Exercise:
Copy out only the span from the line with "Exercise. Locate the white bedspread" to the end of the data, both ends kept, word for word.

Point annotation dataset records:

= = =

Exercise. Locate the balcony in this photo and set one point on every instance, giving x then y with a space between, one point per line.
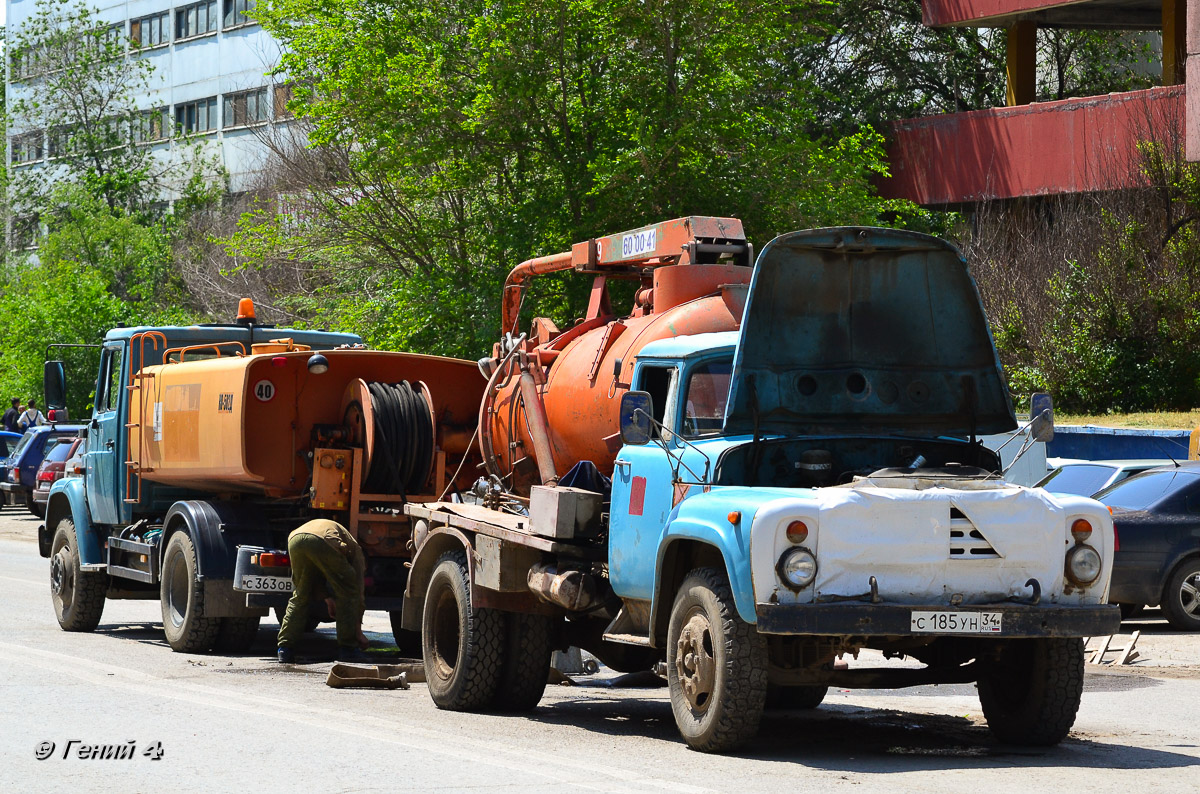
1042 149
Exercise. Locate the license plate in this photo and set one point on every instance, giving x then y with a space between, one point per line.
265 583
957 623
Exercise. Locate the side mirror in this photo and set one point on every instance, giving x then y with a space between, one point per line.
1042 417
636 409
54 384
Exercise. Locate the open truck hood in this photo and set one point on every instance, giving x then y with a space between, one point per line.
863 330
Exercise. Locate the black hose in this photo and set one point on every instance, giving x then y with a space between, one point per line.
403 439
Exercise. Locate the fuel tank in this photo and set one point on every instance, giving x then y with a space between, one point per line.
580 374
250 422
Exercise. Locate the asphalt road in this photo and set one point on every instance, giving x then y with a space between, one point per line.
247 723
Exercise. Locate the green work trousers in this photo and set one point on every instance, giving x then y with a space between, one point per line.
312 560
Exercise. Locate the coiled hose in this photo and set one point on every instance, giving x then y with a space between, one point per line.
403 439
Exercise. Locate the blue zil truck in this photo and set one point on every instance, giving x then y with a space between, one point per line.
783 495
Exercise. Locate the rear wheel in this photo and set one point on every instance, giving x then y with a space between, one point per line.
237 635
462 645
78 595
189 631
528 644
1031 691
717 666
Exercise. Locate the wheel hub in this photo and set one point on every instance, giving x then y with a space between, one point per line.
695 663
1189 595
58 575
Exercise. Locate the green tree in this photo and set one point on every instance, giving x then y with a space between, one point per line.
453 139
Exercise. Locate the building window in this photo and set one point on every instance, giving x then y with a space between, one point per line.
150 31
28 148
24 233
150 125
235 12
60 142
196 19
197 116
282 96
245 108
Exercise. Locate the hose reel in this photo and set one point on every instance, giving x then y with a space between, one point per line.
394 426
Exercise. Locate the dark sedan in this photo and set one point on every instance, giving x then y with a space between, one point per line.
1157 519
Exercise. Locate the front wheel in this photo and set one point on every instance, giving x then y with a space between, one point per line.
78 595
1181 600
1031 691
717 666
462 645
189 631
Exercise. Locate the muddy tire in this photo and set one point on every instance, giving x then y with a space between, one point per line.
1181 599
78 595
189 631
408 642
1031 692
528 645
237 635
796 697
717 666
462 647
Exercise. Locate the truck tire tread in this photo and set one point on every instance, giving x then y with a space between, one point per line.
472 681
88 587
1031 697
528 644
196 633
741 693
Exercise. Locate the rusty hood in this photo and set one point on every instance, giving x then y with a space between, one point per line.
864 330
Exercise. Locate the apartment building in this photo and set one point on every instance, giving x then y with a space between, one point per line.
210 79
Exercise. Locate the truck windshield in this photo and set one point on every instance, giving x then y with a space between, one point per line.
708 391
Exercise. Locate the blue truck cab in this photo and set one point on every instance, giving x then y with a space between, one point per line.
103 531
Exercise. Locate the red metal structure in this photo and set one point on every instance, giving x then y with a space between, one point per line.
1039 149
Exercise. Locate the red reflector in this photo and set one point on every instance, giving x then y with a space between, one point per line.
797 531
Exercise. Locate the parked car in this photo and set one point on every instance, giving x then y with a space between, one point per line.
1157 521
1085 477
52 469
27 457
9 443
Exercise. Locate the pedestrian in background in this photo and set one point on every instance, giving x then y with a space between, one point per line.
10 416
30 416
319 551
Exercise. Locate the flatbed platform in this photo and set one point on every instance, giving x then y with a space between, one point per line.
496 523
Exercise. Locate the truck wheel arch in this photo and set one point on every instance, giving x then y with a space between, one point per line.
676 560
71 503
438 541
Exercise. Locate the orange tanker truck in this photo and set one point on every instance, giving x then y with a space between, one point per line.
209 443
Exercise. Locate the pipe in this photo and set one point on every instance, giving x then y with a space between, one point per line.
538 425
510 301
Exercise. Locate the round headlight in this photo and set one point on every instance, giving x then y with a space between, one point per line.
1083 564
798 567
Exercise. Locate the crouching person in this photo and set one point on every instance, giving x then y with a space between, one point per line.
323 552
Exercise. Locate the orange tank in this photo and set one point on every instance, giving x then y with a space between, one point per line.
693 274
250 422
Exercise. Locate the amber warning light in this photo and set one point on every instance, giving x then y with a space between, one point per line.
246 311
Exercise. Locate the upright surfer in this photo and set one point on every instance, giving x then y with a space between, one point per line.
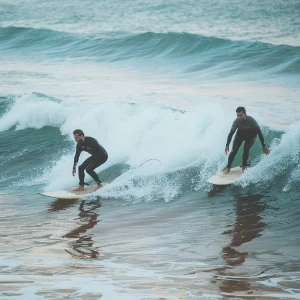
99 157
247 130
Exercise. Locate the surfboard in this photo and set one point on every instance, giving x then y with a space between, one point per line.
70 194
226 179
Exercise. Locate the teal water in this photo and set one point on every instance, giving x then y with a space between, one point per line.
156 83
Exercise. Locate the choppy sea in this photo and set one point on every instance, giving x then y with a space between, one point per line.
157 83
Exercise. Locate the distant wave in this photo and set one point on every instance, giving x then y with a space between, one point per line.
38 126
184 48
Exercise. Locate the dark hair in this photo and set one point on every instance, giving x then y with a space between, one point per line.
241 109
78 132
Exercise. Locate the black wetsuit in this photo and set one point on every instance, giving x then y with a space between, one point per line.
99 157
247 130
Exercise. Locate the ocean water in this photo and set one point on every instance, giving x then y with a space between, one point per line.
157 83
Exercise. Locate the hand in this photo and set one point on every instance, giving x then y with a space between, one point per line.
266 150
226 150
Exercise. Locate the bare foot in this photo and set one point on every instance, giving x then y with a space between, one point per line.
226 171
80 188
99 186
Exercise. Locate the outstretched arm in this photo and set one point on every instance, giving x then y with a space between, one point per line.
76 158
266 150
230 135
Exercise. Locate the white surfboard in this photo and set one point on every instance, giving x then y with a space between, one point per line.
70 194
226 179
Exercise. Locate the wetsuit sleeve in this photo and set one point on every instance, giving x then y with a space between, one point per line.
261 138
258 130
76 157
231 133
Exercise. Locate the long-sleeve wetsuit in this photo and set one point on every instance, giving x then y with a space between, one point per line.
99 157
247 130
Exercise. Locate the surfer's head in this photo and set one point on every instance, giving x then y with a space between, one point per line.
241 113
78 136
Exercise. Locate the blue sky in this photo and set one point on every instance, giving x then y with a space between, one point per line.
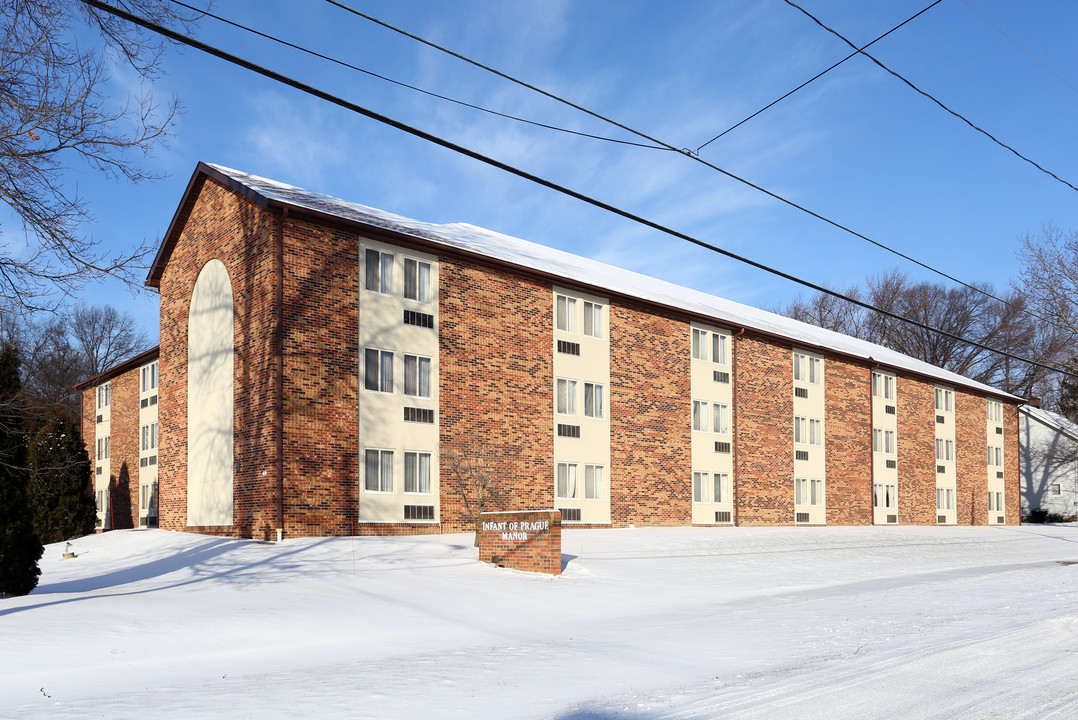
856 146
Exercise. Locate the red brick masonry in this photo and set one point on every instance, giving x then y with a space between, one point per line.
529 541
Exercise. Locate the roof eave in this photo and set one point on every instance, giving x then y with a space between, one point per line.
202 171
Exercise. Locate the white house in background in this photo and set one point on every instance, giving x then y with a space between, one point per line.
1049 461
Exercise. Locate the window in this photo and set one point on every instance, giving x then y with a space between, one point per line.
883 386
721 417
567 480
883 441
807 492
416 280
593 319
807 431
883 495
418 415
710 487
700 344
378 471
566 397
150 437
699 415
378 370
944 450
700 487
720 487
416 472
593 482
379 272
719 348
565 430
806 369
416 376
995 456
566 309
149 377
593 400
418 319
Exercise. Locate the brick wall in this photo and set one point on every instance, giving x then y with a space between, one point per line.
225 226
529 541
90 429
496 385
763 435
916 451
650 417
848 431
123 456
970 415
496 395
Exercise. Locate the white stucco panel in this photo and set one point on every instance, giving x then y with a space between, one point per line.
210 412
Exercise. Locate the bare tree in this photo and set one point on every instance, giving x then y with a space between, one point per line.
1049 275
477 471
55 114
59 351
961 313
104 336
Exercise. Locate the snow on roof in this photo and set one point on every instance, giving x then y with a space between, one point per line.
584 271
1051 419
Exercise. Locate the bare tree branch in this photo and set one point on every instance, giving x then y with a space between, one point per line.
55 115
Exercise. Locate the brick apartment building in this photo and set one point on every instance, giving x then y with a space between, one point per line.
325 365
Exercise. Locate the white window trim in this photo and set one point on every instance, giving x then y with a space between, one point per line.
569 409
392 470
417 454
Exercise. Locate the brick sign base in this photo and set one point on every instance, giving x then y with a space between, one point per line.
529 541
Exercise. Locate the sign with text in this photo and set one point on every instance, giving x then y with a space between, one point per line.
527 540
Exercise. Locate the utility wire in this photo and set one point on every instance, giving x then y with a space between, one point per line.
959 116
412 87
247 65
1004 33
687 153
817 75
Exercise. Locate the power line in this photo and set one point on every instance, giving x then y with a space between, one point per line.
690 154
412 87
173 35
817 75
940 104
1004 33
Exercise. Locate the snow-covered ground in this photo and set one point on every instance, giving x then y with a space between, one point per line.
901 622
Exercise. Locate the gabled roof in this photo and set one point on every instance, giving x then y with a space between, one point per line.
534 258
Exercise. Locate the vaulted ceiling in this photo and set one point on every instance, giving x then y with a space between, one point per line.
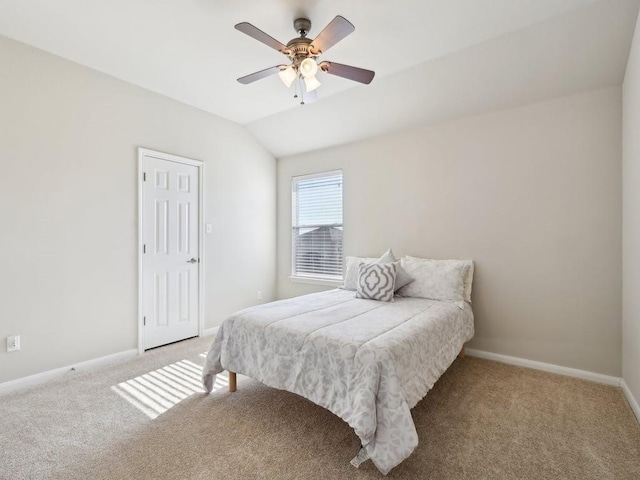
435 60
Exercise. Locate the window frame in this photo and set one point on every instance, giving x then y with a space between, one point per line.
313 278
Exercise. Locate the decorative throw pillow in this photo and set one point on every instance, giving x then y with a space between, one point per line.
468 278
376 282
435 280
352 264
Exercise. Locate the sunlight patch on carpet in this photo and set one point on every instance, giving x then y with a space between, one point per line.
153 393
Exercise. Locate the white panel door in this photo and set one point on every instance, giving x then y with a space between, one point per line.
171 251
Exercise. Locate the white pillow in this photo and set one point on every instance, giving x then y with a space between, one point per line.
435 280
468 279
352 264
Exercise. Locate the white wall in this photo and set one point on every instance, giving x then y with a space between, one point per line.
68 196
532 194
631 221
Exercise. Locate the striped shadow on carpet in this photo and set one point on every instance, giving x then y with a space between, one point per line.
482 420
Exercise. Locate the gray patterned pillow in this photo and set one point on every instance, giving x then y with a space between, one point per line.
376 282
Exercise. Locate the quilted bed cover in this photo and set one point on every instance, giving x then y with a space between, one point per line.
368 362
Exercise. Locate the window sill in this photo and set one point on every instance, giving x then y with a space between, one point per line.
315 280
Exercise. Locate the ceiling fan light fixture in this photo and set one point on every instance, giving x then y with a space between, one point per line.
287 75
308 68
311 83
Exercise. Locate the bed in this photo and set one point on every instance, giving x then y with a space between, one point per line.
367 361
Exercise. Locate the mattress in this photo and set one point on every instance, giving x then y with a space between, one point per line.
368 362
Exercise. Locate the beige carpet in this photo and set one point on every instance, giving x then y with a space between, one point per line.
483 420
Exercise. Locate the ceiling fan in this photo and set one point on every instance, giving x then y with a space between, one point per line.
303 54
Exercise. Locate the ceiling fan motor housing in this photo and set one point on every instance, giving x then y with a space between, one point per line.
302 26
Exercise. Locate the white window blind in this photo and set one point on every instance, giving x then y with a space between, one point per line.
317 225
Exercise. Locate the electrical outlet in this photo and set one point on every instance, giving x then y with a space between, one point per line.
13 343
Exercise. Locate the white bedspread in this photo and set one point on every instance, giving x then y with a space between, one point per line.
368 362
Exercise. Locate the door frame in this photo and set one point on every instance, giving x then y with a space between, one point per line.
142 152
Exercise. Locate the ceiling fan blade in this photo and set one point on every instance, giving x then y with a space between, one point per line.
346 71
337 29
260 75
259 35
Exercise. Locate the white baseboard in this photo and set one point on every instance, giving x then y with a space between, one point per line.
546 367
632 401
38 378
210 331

= = =

Task response:
Exercise. Locate the white bedspread in this photo and set one point on every instance, giving x then y with a space between, one point per line.
368 362
Exercise. Locate the door frame in this photo and set one point on every instance, giving x then y with a space between, one point per line.
142 152
Exercise. Locate the ceiling fan blade in this photo and set one point on every instance, giving x then y with a space between, one point per line.
346 71
337 29
260 75
259 35
Exercise. Locate the white baseboard in this photo and set one point on every instance, giving x then y with a space between, one point per line.
546 367
632 401
38 378
210 331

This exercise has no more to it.